====== EXTRAIT SOURCE ======
Il commence étudiant à s'intéresser à la politique. De suite, il se place à droite. Avec quelques magistrats, il crée l'Association professionnelle des magistrats (APM). Il se fait connaître alors des politiques en place. En 1986, quand la droite remporte les élections législatives, Albin Chalandon lui propose d'entrer dans son cabinet de garde des Sceaux. Dans un premier temps, il se contente d'écrire ses notes et ses discours destinés aux avocats. Mais très vite, Chalandon le nomme secrétaire général de la mission interministérielle de lutte contre la toxicomanie. Cette période au cabinet ministériel ne dure guère : en 1988, avec le retour de la gauche au pouvoir, Patrick Ouart est remercié. Il garde un poste toutefois sans envergure au ministère de la Justice.
En 1993, Patrick Ouart retrouve un poste important grâce à la nomination d'Edouard Balladur à Matignon : conseiller pour la Justice. A ce poste, il se fait remarquer comme conseiller sans concession qui ne transige pas sur les valeurs de la Justice. Il doit notamment travailler sur les dossiers de trois ministres mis en cause dans des scandales financiers : Gérard Longuet, Alain Carrignon et Michel Roussin, qui seront tous trois condamnés.
====== DONNÉES FOURNIES ======
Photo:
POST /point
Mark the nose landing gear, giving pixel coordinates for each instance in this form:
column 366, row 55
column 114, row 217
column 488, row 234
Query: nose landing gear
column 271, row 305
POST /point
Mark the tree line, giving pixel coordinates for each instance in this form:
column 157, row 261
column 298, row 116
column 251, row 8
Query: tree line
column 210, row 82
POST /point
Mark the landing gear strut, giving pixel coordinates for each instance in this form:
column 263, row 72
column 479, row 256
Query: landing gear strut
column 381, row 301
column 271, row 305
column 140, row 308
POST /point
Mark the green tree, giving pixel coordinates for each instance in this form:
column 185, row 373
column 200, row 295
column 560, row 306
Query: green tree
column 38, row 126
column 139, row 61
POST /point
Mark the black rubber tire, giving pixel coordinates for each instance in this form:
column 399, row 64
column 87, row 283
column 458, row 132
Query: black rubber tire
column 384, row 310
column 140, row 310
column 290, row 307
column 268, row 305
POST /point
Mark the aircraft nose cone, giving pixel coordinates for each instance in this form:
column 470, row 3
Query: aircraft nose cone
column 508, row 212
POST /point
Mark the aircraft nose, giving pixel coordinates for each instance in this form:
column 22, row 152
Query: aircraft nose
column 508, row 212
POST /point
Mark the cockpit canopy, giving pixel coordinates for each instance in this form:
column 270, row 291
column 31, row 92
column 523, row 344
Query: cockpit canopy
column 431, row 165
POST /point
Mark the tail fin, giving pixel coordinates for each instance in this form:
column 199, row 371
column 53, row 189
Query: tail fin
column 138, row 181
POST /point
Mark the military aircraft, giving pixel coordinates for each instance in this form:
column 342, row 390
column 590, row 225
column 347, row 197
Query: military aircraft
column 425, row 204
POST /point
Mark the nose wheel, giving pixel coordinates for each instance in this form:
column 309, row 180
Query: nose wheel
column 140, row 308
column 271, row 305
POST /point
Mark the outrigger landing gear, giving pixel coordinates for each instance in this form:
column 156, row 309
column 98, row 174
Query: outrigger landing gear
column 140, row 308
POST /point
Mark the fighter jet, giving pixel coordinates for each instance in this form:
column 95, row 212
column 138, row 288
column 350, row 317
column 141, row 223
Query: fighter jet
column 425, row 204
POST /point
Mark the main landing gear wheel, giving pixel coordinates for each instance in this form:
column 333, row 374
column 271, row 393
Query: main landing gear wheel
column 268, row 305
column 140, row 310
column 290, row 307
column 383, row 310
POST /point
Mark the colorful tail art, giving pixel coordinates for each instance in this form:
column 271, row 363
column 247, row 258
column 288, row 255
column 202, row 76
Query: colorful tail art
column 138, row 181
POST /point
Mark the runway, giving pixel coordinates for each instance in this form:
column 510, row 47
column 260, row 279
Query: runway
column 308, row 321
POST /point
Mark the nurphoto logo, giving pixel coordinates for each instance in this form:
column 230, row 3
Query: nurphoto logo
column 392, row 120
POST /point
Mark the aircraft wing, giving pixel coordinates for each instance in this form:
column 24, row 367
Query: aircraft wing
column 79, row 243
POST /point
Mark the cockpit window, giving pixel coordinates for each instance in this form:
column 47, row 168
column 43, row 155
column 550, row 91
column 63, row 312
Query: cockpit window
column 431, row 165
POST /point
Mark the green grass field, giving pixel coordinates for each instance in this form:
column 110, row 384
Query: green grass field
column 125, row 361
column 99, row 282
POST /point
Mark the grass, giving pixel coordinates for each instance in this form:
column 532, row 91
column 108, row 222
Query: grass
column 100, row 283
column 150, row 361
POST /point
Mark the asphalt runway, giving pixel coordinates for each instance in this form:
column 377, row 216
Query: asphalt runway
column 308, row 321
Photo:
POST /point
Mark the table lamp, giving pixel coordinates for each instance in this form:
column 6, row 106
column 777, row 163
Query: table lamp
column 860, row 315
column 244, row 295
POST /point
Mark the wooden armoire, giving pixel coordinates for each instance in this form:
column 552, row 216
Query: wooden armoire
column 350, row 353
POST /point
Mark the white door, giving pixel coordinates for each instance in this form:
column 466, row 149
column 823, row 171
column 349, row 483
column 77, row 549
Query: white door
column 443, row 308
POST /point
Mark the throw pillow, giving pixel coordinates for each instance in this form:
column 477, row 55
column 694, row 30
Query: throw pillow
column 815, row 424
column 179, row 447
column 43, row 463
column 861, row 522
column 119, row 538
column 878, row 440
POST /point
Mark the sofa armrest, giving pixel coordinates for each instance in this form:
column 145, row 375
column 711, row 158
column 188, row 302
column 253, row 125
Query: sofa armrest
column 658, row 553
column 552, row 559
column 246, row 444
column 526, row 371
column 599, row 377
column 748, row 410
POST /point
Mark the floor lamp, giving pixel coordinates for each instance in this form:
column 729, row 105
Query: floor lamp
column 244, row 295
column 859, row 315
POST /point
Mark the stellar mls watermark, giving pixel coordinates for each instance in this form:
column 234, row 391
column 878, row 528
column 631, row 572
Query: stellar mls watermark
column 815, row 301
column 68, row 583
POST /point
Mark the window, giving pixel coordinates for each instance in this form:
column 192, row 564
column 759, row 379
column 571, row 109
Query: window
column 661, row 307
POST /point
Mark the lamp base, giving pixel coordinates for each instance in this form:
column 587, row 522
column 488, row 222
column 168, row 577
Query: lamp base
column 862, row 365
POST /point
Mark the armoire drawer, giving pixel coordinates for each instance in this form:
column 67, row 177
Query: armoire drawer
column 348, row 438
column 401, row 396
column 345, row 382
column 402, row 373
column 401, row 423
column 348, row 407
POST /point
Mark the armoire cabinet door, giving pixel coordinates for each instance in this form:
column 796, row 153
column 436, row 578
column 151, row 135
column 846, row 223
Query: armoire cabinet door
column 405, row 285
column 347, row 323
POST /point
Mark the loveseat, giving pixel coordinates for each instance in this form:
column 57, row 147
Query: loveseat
======
# [EXERCICES À FAIRE]
1. Réponds à ces questions sur l'extrait sur Patrick Ouart :
(a) Quelle association crée-t-il avec quelques magistrats ?
(b) En quelle année est-il remercié du cabinet ministériel ?
(c) Quel poste retrouve-t-il en 1993 ?
2. Réécris le passage de l'extrait sur Patrick Ouart qui va de « En 1993, Patrick » jusqu'à « tous trois condamnés. », en mettant « affaires financières » à la place de « scandales financiers ».
3. Écris la suite de l'extrait sur Patrick Ouart, juste après sa dernière phrase.

# [RÉPONSES NUMÉROTÉES]
1.
(a) L'Association professionnelle des magistrats (APM).
(b) En 1988.
(c) Conseiller pour la Justice.

2.
En 1993, Patrick Ouart retrouve un poste important grâce à la nomination d'Edouard Balladur à Matignon : conseiller pour la Justice. A ce poste, il se fait remarquer comme conseiller sans concession qui ne transige pas sur les valeurs de la Justice. Il doit notamment travailler sur les dossiers de trois ministres mis en cause dans des affaires financières : Gérard Longuet, Alain Carrignon et Michel Roussin, qui seront tous trois condamnés.

3.
Au cabinet d'Edouard Balladur, Patrick Ouart se rapproche de Nicolas Sarkozy. Tous deux font partie de l'équipe chargée de la campagne présidentielle d'Edouard Balladur. Après l'échec cuisant du candidat face à Jacques Chirac, Patrick Ouart n'a plus rien à faire en politique.
Dans un premier temps, Patrick Ouart est secrétaire général de la Légion d'honneur. Ensuite, il décide de travailler pour Suez. Enfin, il entre dans l'industrie du luxe en tant que conseiller de Bernard Arnault et membre du comité exécutif de LVMH.
En 2004, Patrick Ouart est mis en examen en Belgique. Il occupe le poste de secrétaire général du groupe Suez. On découvre un mouchard sur l'ordinateur d'un employé d'Electrabel, filiale de Suez en Belgique. Une instruction judiciaire est ouverte prouvant que Suez a commandité des intrusions informatiques chez Electrabel dans le but d'espionner l'un de ses employés qui travaillerait pour une entreprise ennemie. Patrick Ouart est mis en cause pour avoir recruté trois personnes chargées de pirater l'ordinateur ce fameux cadre. Finalement, l'affaire est classée.
Malgré leur départ de Matignon et des carrières distinctes, Nicolas Sarkozy et Patrick Ouart ne se sont pas perdus de vue. Le soir de son élection, le nouveau président de la République téléphone aussitôt pour demander à Patrick Ouart de devenir son conseiller justice. Il ne lui laisse pas le choix. L'ancien conseiller d'Edouard Balladur ne peut refuser une telle opportunité.
Discret avec les médias mais efficace, Patrick Ouart s'occupe de tous les dossiers ayant trait à la justice quitte à marcher sur les plates-bandes de la garde des Sceaux, Rachida Dati, qu'il ne peut supporter, pointant son incompétence.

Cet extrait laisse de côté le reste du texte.